# [To do]
1. Name every person the movie review below credits, with each one's role.
2. Condense the paragraph of the movie review below that begins "Love and Monsters is yet another apocalypse movie" into two or three sentences.
(Passage to read)
Tuesday, April 20, 2021

Seen on Netflix: A Review of Love and Monsters

 directed by Michael Matthews

writteny by Brian Duffield and Matthew Robinson


Like News of the World, this isn't a Netflix film but one produced by a "traditional" studio (in this case Paramount Pictures) which received a limited release last year but which, due to the pandemic, mainly saw release through streaming platforms, which in our territory means Netflix. 


Love and Monsters is yet another apocalypse movie, albeit this time with a comedic twist and with a slightly different take on the subject; this time humans haven't been overrun by a zombie plague but have, instead, been decimated to the point of near annihilation by cold-blooded creatures like reptiles, amphibians and insects of every size and shape, all of which have mutated into giants as a result of chemical fallout from missiles that were  fired at an asteroid which almost destroyed the Earth.
(End Passage to read)
(Material shown)
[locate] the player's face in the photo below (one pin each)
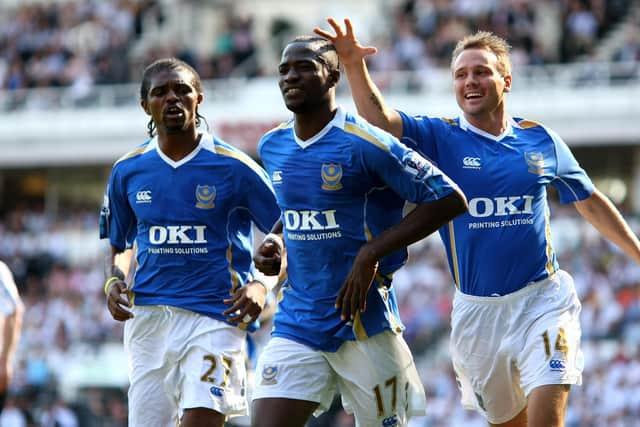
(478, 85)
(305, 82)
(172, 100)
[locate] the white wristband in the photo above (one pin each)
(274, 238)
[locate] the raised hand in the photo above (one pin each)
(268, 258)
(246, 303)
(348, 47)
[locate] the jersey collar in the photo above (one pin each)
(337, 121)
(511, 123)
(206, 141)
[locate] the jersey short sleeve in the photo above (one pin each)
(406, 172)
(571, 181)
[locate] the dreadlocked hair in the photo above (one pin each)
(168, 64)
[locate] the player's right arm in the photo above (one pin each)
(117, 223)
(115, 287)
(268, 256)
(365, 93)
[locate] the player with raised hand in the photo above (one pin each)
(515, 337)
(341, 185)
(182, 198)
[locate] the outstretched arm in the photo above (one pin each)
(365, 93)
(115, 287)
(603, 215)
(423, 220)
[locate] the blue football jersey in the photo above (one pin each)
(336, 191)
(191, 220)
(503, 242)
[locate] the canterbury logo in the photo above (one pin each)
(471, 162)
(556, 365)
(143, 196)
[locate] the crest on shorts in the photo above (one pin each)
(535, 160)
(331, 176)
(269, 374)
(205, 194)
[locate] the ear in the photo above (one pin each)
(334, 77)
(145, 106)
(507, 83)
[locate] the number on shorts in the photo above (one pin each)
(561, 343)
(213, 363)
(393, 383)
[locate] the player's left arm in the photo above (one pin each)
(416, 180)
(598, 210)
(426, 218)
(574, 185)
(248, 301)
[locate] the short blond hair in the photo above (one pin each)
(489, 41)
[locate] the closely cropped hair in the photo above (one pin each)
(326, 51)
(489, 41)
(168, 64)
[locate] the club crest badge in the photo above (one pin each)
(331, 176)
(205, 195)
(269, 374)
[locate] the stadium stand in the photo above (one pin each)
(68, 100)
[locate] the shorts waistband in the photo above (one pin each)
(527, 290)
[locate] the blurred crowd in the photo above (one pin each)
(59, 262)
(80, 44)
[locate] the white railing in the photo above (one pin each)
(561, 76)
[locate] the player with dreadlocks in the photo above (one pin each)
(181, 197)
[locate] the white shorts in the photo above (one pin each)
(376, 377)
(179, 359)
(504, 347)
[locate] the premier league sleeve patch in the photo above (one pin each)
(416, 165)
(105, 214)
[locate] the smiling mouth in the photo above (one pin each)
(292, 91)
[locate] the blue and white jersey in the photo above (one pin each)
(8, 292)
(191, 220)
(503, 242)
(336, 191)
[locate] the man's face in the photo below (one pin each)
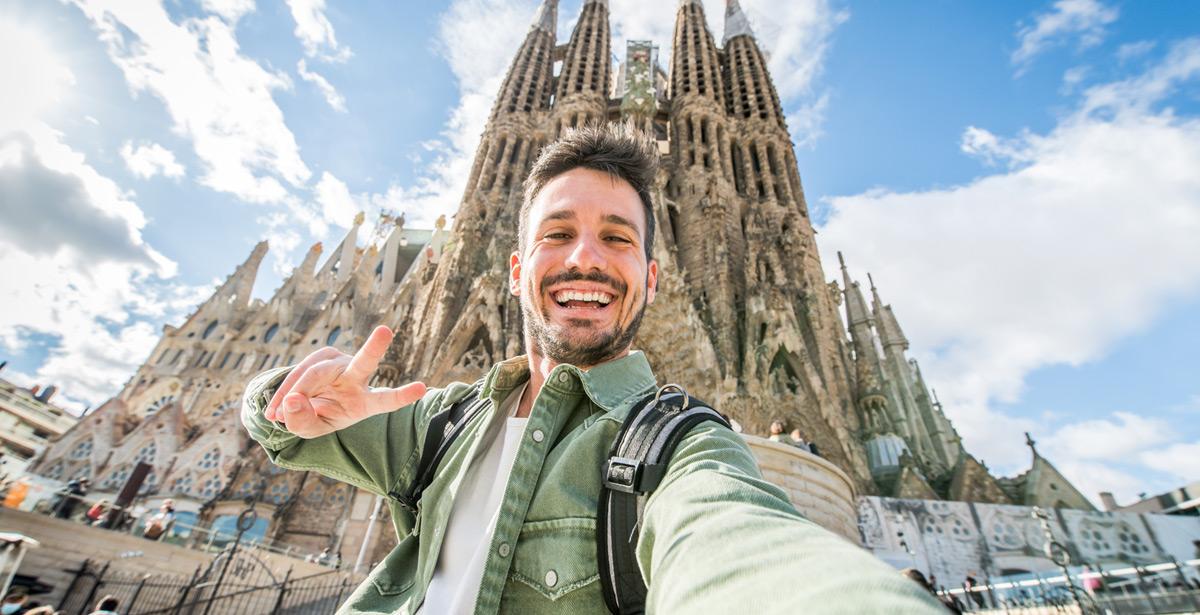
(583, 279)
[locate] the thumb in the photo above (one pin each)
(388, 399)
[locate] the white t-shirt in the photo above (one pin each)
(477, 507)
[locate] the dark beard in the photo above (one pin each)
(546, 342)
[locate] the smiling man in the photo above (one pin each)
(508, 524)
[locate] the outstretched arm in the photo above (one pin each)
(322, 416)
(718, 538)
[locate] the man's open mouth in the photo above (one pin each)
(582, 300)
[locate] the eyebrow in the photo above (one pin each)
(618, 220)
(612, 219)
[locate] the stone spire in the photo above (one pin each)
(891, 334)
(856, 304)
(736, 23)
(695, 64)
(751, 93)
(586, 64)
(546, 19)
(240, 284)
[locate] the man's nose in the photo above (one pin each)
(586, 255)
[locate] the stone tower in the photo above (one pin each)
(744, 317)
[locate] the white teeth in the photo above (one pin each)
(575, 296)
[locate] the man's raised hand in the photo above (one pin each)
(328, 390)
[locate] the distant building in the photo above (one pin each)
(28, 421)
(744, 315)
(1182, 501)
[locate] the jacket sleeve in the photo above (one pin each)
(719, 538)
(378, 453)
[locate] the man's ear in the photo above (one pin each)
(652, 280)
(515, 274)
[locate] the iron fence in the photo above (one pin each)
(1090, 589)
(249, 586)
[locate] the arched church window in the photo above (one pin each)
(279, 493)
(210, 459)
(149, 484)
(317, 494)
(82, 451)
(117, 478)
(251, 487)
(210, 488)
(159, 404)
(54, 471)
(147, 454)
(183, 484)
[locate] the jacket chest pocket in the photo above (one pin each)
(557, 556)
(397, 572)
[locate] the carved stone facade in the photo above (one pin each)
(744, 315)
(953, 539)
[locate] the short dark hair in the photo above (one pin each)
(617, 149)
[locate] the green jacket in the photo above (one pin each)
(715, 538)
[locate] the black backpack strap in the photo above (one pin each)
(443, 429)
(636, 465)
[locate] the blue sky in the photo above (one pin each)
(1019, 177)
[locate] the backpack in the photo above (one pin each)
(637, 463)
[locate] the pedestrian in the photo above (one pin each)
(798, 440)
(76, 490)
(161, 521)
(107, 605)
(511, 514)
(96, 513)
(777, 431)
(16, 602)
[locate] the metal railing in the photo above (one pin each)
(1090, 589)
(252, 590)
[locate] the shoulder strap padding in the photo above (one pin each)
(636, 465)
(441, 433)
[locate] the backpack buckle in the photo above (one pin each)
(405, 502)
(623, 475)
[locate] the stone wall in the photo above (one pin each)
(820, 490)
(64, 544)
(952, 539)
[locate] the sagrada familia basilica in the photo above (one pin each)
(745, 317)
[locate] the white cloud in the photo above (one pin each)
(1081, 239)
(1073, 77)
(1116, 437)
(147, 161)
(1181, 460)
(39, 76)
(336, 203)
(315, 31)
(1081, 18)
(1128, 52)
(214, 95)
(77, 268)
(331, 95)
(231, 10)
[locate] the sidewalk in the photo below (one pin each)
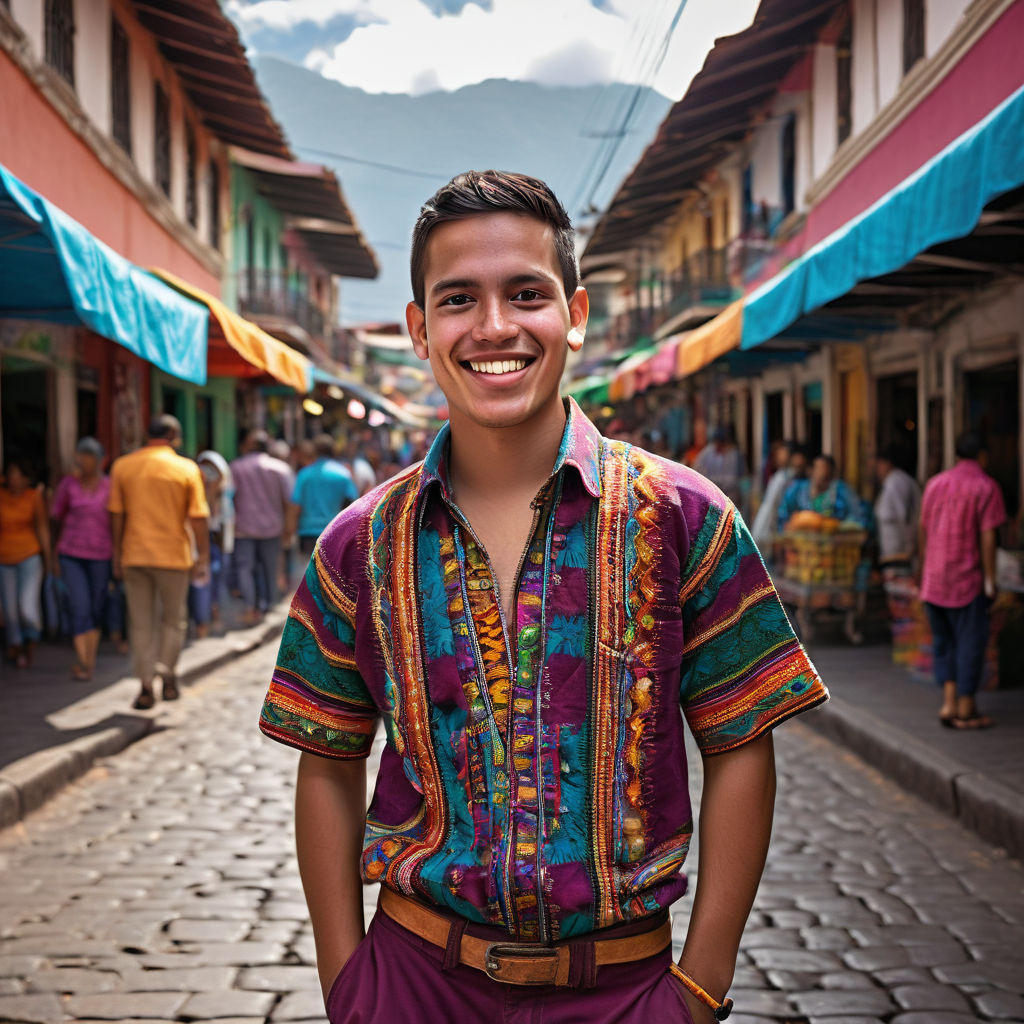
(890, 719)
(53, 728)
(End Material shown)
# [Answer list]
1.
Michael Matthews: director
Brian Duffield: writer
Matthew Robinson: writer

2. Love and Monsters is another apocalypse movie, this time with a comedic twist and a slightly different take. Rather than a zombie plague, humans have been nearly annihilated by cold-blooded creatures such as reptiles, amphibians and insects. These creatures mutated into giants because of chemical fallout from missiles fired at an asteroid that almost destroyed the Earth.